> **Task brief**: Copy out, from the entries below, each line holding the string "stack".
──────── Supplied entries
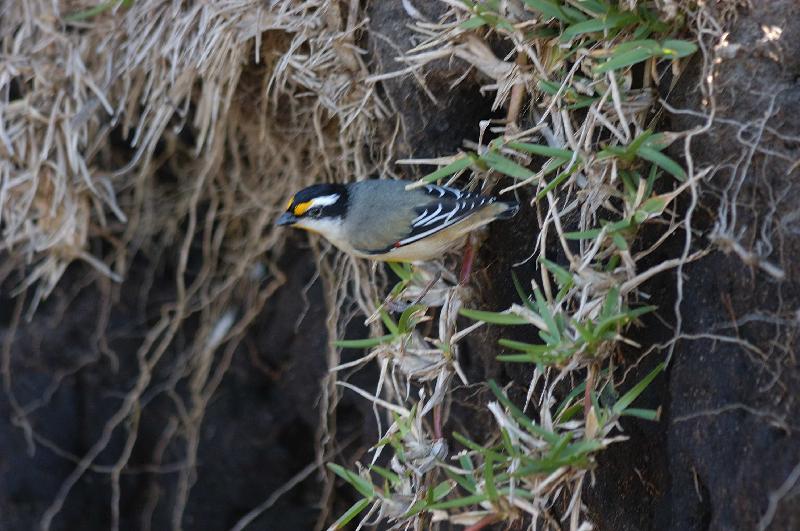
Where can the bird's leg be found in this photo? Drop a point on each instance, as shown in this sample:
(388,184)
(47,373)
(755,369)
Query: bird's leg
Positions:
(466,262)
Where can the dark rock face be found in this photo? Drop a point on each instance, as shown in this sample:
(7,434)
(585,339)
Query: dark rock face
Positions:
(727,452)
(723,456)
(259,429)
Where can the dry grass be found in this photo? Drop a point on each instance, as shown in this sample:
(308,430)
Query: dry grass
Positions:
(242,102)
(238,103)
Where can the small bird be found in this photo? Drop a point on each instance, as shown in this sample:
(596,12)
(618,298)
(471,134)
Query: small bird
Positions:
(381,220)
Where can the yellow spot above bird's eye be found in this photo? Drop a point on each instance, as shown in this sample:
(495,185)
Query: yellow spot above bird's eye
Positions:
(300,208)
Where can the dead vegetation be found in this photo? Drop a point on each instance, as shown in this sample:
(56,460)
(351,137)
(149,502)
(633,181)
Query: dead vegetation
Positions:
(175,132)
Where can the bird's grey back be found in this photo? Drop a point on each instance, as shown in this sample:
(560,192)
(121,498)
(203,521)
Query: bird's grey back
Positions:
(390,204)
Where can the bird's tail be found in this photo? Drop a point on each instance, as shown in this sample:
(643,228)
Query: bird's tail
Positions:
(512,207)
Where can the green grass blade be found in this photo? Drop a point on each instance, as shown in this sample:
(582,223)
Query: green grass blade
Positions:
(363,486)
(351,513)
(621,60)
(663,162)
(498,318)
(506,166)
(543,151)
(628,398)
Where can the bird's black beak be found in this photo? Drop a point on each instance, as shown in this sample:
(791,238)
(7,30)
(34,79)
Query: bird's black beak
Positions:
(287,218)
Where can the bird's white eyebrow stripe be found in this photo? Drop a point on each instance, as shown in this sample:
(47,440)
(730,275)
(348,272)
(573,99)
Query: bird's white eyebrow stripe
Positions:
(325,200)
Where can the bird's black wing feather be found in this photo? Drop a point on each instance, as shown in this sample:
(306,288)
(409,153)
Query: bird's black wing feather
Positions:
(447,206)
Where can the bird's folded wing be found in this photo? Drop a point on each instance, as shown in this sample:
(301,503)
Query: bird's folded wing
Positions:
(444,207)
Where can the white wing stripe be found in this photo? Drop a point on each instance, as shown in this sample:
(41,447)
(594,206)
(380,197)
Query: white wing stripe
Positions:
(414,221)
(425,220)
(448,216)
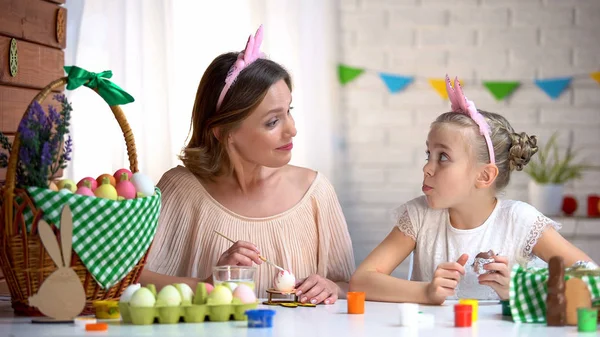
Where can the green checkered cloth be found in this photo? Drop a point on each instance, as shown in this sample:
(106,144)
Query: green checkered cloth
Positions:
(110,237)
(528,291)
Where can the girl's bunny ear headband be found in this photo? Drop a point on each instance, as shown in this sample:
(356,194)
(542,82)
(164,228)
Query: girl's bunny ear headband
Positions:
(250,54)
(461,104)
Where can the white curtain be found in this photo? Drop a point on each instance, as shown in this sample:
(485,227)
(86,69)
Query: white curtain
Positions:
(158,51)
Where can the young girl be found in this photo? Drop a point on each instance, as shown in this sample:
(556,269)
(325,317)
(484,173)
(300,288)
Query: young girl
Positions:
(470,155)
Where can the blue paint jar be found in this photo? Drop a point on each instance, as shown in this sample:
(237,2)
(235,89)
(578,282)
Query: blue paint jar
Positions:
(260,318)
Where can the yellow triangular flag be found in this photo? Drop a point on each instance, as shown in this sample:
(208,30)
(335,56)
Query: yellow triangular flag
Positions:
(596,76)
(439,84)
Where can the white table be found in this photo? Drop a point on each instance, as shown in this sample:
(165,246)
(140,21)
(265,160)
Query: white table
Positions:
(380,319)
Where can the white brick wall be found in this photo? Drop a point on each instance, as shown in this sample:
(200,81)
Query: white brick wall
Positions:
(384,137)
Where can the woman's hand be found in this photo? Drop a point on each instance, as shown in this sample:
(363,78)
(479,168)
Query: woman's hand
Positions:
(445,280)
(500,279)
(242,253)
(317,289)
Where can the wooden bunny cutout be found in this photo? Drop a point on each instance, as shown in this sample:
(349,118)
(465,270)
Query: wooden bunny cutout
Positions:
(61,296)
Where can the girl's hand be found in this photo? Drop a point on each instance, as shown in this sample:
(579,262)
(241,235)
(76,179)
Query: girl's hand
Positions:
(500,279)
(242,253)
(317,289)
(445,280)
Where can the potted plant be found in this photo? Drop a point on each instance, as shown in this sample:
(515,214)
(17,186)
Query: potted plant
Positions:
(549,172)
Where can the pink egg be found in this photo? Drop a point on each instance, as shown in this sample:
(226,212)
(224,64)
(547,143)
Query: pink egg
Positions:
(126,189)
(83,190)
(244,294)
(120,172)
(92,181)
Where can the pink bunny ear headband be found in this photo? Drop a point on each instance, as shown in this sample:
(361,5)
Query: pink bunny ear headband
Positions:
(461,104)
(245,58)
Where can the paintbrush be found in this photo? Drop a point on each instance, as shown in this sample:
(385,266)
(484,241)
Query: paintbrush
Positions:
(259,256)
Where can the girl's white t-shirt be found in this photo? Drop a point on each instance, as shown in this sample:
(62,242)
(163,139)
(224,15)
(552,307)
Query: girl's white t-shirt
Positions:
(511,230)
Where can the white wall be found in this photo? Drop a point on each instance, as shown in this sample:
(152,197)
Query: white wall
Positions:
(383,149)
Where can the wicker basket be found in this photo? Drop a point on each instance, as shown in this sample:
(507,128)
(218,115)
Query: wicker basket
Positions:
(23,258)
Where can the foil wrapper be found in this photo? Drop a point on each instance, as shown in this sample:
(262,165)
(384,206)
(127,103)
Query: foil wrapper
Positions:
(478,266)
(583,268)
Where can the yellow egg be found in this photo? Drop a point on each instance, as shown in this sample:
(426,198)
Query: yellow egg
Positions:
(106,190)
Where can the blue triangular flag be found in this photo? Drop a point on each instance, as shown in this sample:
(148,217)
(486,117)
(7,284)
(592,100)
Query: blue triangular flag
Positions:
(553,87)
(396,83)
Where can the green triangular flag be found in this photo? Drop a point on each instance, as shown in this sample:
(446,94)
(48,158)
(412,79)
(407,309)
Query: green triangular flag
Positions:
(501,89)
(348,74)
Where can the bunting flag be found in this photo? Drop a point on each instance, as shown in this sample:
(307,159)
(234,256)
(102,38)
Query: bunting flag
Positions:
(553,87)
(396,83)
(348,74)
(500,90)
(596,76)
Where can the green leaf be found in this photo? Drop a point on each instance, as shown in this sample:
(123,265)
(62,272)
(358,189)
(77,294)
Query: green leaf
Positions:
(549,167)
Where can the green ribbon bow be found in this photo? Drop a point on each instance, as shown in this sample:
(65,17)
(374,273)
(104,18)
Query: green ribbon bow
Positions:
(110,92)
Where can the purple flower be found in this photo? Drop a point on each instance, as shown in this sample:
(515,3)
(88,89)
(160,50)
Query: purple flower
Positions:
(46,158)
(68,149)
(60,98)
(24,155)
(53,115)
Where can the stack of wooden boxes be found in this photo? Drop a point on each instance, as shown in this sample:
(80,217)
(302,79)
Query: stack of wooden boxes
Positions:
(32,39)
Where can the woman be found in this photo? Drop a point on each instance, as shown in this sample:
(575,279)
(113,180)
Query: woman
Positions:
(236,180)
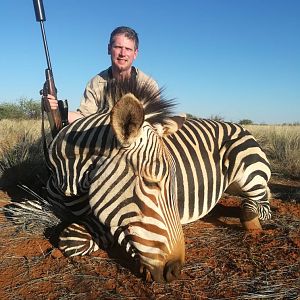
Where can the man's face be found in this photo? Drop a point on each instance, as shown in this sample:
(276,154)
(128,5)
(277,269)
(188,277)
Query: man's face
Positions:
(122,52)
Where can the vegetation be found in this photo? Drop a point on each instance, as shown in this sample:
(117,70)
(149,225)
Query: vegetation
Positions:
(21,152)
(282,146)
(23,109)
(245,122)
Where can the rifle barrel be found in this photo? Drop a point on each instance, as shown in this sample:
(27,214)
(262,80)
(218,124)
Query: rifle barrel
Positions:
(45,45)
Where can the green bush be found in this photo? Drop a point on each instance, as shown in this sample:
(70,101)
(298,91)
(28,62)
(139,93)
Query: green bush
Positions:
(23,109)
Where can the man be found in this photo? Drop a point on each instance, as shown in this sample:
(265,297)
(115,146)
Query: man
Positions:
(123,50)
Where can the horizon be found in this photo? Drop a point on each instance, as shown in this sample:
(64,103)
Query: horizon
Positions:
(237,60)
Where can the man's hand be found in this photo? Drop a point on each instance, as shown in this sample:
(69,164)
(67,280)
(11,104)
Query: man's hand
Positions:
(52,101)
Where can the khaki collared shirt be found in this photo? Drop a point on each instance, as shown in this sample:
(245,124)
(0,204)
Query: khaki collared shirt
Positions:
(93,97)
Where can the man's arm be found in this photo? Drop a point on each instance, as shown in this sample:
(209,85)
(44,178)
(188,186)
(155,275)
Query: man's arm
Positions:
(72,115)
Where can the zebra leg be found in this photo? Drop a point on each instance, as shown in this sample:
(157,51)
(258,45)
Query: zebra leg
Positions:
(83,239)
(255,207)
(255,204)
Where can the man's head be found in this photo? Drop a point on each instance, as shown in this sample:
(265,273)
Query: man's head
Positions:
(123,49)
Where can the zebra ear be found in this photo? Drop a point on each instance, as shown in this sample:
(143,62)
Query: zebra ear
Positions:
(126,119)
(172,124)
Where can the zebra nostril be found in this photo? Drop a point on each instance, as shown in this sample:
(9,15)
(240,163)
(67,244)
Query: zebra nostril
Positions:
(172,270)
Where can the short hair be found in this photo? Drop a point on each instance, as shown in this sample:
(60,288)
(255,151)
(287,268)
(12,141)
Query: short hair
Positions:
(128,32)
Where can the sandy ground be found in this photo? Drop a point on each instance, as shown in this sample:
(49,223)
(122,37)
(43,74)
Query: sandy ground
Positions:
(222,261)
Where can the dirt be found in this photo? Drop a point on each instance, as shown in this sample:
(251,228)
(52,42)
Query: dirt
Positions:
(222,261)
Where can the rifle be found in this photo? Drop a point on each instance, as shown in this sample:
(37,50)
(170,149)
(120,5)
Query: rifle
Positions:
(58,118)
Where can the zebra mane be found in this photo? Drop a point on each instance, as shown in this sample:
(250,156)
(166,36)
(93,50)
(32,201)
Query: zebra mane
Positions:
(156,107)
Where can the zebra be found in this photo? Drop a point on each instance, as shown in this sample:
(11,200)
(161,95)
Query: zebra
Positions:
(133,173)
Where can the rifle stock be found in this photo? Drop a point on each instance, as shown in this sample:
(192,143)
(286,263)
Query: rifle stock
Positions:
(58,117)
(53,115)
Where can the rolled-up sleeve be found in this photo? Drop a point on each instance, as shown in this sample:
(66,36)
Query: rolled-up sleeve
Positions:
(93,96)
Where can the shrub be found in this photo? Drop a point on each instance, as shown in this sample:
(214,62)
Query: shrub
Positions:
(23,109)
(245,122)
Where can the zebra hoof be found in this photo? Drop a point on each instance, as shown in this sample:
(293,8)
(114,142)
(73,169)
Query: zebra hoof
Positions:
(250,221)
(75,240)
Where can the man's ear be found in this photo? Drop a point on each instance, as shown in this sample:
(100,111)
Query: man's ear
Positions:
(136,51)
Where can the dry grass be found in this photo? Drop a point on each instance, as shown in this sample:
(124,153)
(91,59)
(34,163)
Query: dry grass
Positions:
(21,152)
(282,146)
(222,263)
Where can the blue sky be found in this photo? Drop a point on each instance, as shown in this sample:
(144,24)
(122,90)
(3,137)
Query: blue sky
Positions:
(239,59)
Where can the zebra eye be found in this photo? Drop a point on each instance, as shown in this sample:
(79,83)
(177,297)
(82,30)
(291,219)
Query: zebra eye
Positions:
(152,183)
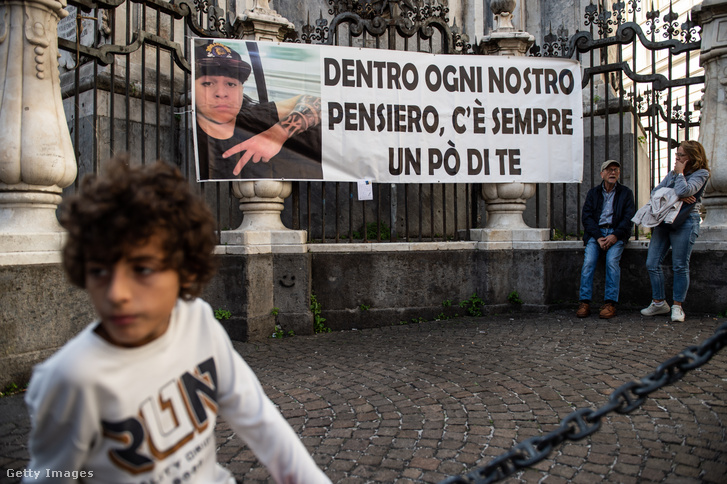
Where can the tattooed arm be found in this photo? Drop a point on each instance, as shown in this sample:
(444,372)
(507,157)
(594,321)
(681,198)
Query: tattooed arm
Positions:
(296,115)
────────────────
> **Response**:
Where can the stack of wooden boxes be found in this photo? Drop a point on each instance, as shown in this sample:
Query: stack of wooden boxes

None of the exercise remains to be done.